_Entries shown:_
++++
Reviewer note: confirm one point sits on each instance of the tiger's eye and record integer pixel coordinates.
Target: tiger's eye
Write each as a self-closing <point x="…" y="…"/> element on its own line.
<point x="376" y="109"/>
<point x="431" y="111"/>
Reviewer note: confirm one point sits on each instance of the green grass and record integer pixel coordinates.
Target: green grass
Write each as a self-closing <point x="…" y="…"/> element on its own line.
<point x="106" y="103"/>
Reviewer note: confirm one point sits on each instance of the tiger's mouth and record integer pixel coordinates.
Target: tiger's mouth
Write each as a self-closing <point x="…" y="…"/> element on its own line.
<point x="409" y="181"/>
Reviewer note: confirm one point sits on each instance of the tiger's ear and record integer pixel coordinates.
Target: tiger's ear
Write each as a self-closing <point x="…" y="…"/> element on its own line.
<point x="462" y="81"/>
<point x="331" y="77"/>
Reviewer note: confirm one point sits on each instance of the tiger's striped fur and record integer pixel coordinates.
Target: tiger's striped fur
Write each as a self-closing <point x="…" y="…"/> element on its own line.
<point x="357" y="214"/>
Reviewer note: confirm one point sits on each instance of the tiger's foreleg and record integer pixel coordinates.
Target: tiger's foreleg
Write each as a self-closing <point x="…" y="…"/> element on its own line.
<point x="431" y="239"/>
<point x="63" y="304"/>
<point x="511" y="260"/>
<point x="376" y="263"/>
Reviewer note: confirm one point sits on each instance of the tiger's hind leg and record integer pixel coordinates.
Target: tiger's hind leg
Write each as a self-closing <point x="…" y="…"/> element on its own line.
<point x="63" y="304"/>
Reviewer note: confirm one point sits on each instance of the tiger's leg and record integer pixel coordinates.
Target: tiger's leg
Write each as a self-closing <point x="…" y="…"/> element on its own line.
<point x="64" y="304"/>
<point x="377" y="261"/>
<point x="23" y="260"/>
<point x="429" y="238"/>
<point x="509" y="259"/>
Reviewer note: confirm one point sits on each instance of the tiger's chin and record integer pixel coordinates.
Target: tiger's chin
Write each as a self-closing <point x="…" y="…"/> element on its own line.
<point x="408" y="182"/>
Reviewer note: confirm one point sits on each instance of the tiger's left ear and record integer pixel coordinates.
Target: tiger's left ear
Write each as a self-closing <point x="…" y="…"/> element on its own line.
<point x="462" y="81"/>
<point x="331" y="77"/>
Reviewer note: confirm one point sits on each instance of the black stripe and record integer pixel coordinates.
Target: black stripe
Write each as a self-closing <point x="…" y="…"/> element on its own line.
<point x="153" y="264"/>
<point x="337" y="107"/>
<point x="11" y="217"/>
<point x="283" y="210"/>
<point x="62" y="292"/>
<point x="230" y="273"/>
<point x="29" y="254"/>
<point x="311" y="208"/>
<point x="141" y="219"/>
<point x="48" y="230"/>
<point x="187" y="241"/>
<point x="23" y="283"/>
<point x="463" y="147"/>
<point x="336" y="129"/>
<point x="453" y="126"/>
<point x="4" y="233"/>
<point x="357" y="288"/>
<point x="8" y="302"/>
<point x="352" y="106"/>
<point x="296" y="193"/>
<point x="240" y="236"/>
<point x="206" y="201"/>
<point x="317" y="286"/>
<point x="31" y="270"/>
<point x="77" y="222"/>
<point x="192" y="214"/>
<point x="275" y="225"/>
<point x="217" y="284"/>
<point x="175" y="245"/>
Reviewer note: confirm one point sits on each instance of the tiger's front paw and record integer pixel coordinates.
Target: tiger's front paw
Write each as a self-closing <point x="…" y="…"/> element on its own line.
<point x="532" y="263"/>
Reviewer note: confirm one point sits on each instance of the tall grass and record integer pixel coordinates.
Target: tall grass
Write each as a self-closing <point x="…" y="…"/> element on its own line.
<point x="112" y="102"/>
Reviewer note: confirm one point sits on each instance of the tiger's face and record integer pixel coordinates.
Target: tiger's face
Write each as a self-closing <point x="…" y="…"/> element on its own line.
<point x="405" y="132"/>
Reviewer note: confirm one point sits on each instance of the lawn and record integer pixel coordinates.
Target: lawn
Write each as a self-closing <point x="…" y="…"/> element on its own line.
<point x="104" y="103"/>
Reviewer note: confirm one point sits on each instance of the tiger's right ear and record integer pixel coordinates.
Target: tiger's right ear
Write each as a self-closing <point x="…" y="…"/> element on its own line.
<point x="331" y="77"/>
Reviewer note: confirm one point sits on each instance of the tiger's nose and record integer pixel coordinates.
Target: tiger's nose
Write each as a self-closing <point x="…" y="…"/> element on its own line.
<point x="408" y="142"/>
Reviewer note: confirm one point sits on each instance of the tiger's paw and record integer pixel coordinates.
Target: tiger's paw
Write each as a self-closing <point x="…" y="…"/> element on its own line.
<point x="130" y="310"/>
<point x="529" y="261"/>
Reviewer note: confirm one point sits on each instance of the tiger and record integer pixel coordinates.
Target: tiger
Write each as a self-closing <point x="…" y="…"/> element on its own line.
++++
_What you have to do:_ Please reproduce all of the material above line for line, with no changes.

_Worked answer:_
Reviewer note: confirm one point sits on each instance of the tiger's eye and record integer pixel coordinates.
Target: tiger's eye
Write each as a self-closing <point x="…" y="…"/> element on its own line.
<point x="376" y="109"/>
<point x="431" y="111"/>
Reviewer note: confirm one point sits on each instance of the green grass and record integer pixel coordinates.
Target: green grass
Write each as a self-closing <point x="…" y="…"/> element on its own line.
<point x="106" y="103"/>
Reviewer note: confirm one point sits on each instance of the tiger's mouth and record integer pixel coordinates.
Target: tiger's mouth
Write each as a self-closing <point x="…" y="…"/> element on its own line.
<point x="409" y="181"/>
Reviewer note: confirm one point sits on each instance of the tiger's ear and record integer pixel coordinates.
Target: tiger's ear
Write each as a self-closing <point x="…" y="…"/> element on its own line.
<point x="462" y="81"/>
<point x="331" y="77"/>
Reviewer note: confirm one point sits on each instance of the tiger's striped fur and record integer pixel coordinates.
Target: tiger's striped fur
Write each as a self-closing <point x="…" y="…"/> element on its own line.
<point x="357" y="214"/>
Reviewer note: confirm one point sits on each instance of the tiger's foreleg and record integer pixel coordinates.
Target: tiger's foreleg
Write each as a self-closing <point x="…" y="…"/> element on its own line.
<point x="431" y="239"/>
<point x="63" y="304"/>
<point x="511" y="260"/>
<point x="376" y="263"/>
Reviewer note: confirm one point sits on each instance of the tiger's hind leg and record integer pixel coordinates.
Target: tiger's hind leg
Write each as a self-closing <point x="…" y="…"/> element on its own line.
<point x="63" y="304"/>
Reviewer note: confirm one point sits on each instance of the tiger's leg and record integer pixel coordinates.
Target: tiger's leg
Write each as a self-closing <point x="…" y="…"/> element on its own line.
<point x="64" y="304"/>
<point x="377" y="261"/>
<point x="23" y="260"/>
<point x="429" y="238"/>
<point x="509" y="259"/>
Reviewer note: confirm one point sits on each instance of the tiger's chin and record integer pixel coordinates.
Target: tiger's chin
Write each as a self-closing <point x="…" y="…"/> element on its own line.
<point x="408" y="182"/>
Reviewer note: confirm one point sits on each instance of the tiger's left ear and record integer pixel coordinates.
Target: tiger's left ear
Write each as a self-closing <point x="…" y="…"/> element on its own line.
<point x="462" y="81"/>
<point x="331" y="77"/>
Reviewer note: confirm one point sits on each instance of the black stripe and record integer pixel coordinates.
Target: black stripe
Write each as a self-closing <point x="…" y="…"/> element on its own line.
<point x="153" y="264"/>
<point x="337" y="107"/>
<point x="11" y="217"/>
<point x="283" y="210"/>
<point x="62" y="292"/>
<point x="230" y="273"/>
<point x="29" y="254"/>
<point x="311" y="208"/>
<point x="141" y="219"/>
<point x="48" y="230"/>
<point x="187" y="241"/>
<point x="23" y="283"/>
<point x="463" y="147"/>
<point x="336" y="129"/>
<point x="453" y="126"/>
<point x="4" y="233"/>
<point x="357" y="288"/>
<point x="8" y="302"/>
<point x="352" y="106"/>
<point x="296" y="193"/>
<point x="240" y="236"/>
<point x="206" y="201"/>
<point x="317" y="286"/>
<point x="31" y="270"/>
<point x="77" y="222"/>
<point x="192" y="214"/>
<point x="275" y="225"/>
<point x="217" y="284"/>
<point x="175" y="245"/>
Reviewer note: confirm one point sits on each instance of the tiger's front paw and record integer pixel coordinates.
Target: tiger's front paw
Write each as a self-closing <point x="…" y="…"/> element on its own line.
<point x="532" y="263"/>
Reviewer note: confirm one point sits on each instance of the tall grass and record integer pixel coordinates.
Target: tall grass
Write each as a self-closing <point x="…" y="…"/> element on its own line.
<point x="112" y="102"/>
Reviewer note: confirm one point sits on each instance of the tiger's face and record integer pixel coordinates.
Target: tiger's face
Write each as a self-closing <point x="…" y="…"/> element on its own line.
<point x="405" y="132"/>
Reviewer note: confirm one point sits on each instance of the lawn and record integer pixel coordinates.
Target: lawn
Write each as a self-closing <point x="…" y="…"/> element on its own line.
<point x="104" y="103"/>
Reviewer note: confirm one point sits on each instance of the tiger's right ear and record integer pixel coordinates.
Target: tiger's right ear
Write each as a self-closing <point x="…" y="…"/> element on its own line.
<point x="331" y="77"/>
Reviewer note: confirm one point sits on each instance of the tiger's nose and record integer pixel coordinates.
Target: tiger's nose
Write each as a self-closing <point x="…" y="…"/> element on its own line.
<point x="408" y="142"/>
Reviewer note: confirm one point sits on each instance of the tiger's paw and record integer pixel coordinates.
Target: tiger's paw
Write each as a self-closing <point x="…" y="…"/> element on its own line.
<point x="130" y="310"/>
<point x="529" y="261"/>
Reviewer note: confirm one point sits on each instance of the tiger and record integer pixel coordinates.
Target: tiger
Write each as a self-closing <point x="…" y="…"/> element on its own line.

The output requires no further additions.